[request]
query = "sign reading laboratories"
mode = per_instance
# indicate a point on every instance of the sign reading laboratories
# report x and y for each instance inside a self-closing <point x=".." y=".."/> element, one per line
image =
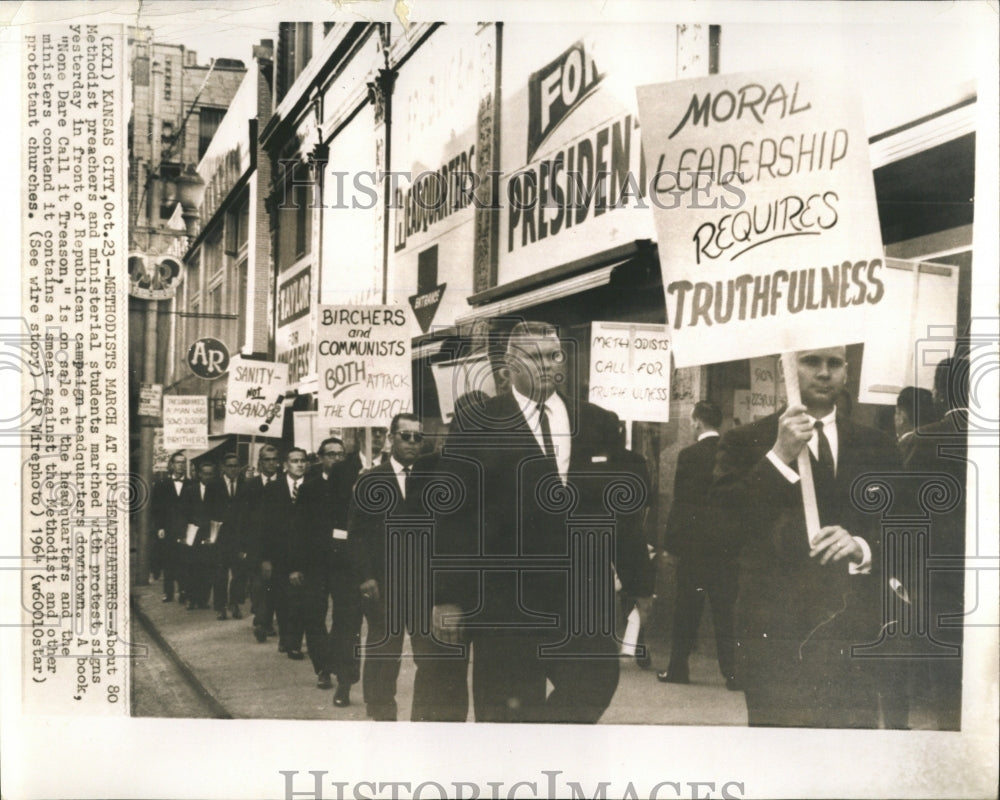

####################

▶ _Exercise directions_
Gather every line of the data above that contains the string "laboratories".

▶ _Expected answer_
query = "sign reading laboratories"
# indicate a point on every instance of the sign reading laboratories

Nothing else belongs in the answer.